Available data Start Marker

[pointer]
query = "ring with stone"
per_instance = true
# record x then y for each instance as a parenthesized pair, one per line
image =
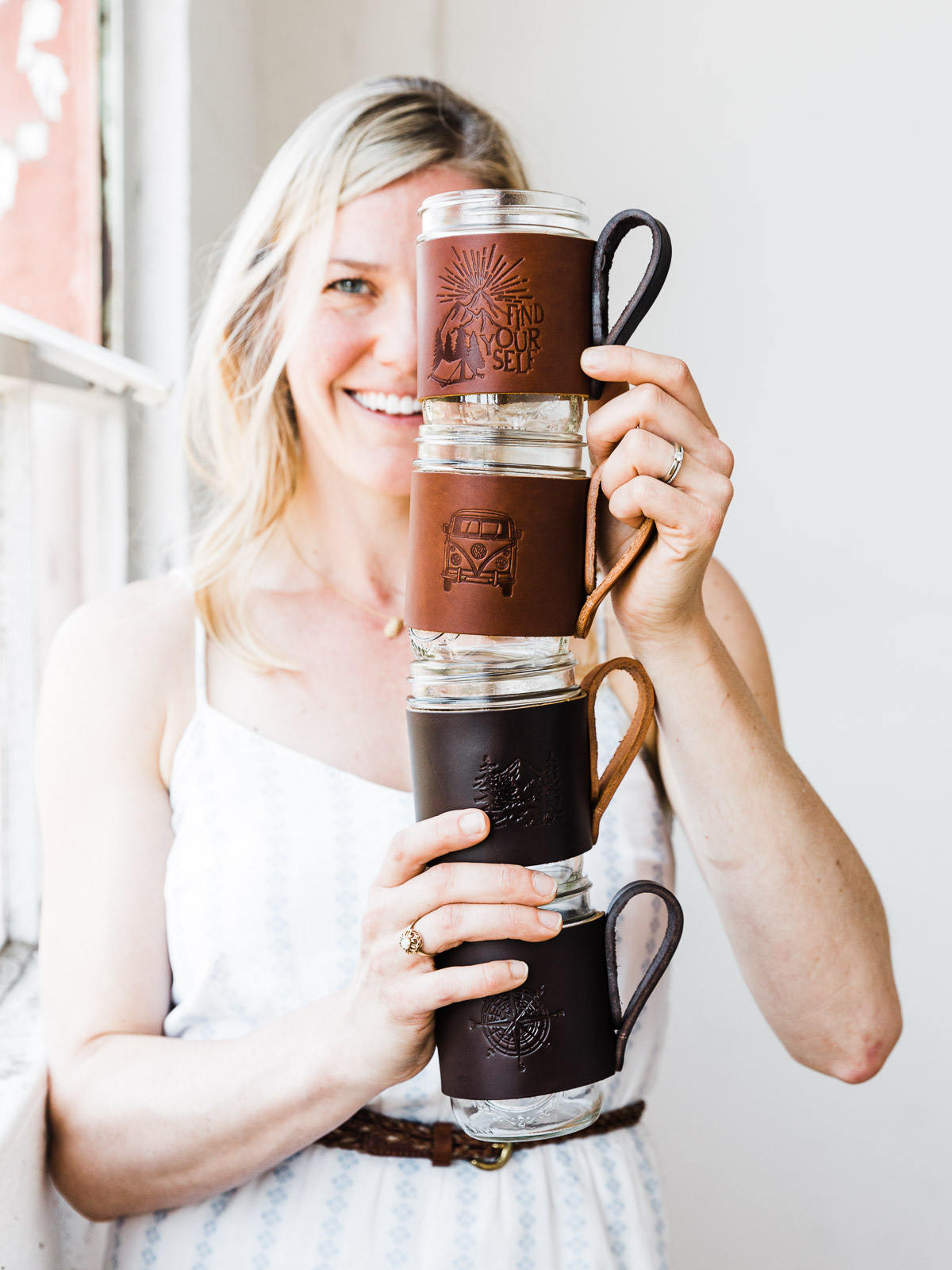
(678, 459)
(412, 940)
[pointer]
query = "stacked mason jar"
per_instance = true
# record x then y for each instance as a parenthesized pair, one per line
(501, 575)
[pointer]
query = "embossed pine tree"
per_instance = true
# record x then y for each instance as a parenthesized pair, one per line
(551, 791)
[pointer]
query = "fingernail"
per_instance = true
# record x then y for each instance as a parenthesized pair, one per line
(473, 822)
(594, 359)
(543, 884)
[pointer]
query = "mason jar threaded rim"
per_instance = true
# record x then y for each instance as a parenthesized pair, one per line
(479, 686)
(475, 211)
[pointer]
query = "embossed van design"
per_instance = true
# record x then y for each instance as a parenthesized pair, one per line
(480, 548)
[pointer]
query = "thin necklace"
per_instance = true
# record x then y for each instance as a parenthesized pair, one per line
(391, 625)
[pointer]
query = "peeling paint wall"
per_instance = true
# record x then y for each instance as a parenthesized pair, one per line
(50, 217)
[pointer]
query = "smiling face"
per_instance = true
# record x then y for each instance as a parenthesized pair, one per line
(353, 370)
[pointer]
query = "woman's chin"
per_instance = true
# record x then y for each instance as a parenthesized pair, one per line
(385, 471)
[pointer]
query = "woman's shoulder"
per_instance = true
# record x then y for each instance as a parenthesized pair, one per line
(122, 660)
(139, 622)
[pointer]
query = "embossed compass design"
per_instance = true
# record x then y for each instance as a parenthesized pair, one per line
(517, 1024)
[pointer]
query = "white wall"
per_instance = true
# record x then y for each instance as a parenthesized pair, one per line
(799, 156)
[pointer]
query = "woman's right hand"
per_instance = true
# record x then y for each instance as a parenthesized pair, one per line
(389, 1003)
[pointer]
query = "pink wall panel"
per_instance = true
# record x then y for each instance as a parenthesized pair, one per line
(50, 206)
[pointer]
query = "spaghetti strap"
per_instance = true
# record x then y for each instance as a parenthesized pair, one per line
(201, 664)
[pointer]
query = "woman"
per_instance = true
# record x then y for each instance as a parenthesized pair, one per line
(216, 808)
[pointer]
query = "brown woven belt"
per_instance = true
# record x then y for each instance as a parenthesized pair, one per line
(374, 1134)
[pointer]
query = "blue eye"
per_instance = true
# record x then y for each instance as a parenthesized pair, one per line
(348, 286)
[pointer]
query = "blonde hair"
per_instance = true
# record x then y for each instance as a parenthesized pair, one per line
(240, 429)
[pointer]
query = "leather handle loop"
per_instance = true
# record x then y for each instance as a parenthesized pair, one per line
(649, 287)
(625, 1020)
(603, 787)
(596, 594)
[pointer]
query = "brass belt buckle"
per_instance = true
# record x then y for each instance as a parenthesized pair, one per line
(505, 1149)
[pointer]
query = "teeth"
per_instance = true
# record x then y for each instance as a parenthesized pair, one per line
(387, 403)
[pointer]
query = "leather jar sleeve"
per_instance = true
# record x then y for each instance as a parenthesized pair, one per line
(552, 1033)
(495, 554)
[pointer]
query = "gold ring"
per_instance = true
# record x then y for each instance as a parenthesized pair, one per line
(505, 1151)
(412, 940)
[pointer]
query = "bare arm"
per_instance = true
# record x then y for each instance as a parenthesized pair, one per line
(797, 901)
(140, 1121)
(800, 908)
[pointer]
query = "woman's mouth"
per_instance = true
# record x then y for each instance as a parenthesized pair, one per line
(387, 404)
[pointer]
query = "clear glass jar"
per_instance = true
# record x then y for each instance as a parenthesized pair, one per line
(507, 433)
(546, 1115)
(539, 681)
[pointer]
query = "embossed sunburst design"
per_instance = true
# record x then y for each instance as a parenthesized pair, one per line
(517, 1024)
(482, 289)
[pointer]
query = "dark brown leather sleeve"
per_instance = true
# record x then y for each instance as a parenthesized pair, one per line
(552, 1033)
(527, 768)
(503, 313)
(495, 554)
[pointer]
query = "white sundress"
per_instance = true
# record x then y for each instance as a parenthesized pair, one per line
(272, 859)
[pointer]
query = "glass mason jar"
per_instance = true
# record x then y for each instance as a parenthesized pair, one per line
(490, 302)
(463, 689)
(546, 1115)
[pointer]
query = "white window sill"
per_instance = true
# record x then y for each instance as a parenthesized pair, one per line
(38, 1231)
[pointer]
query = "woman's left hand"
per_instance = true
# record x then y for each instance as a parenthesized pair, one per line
(635, 435)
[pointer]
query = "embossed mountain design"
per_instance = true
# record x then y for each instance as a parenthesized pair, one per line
(479, 286)
(517, 794)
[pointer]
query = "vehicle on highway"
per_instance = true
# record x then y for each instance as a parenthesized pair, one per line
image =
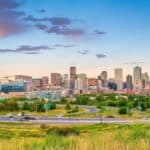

Available data End Marker

▸ **Problem requirements**
Only lines with the word "ring" are wanted. Find and copy them from the records above.

▸ **Your solution**
query = "ring with stone"
query = "gold ring"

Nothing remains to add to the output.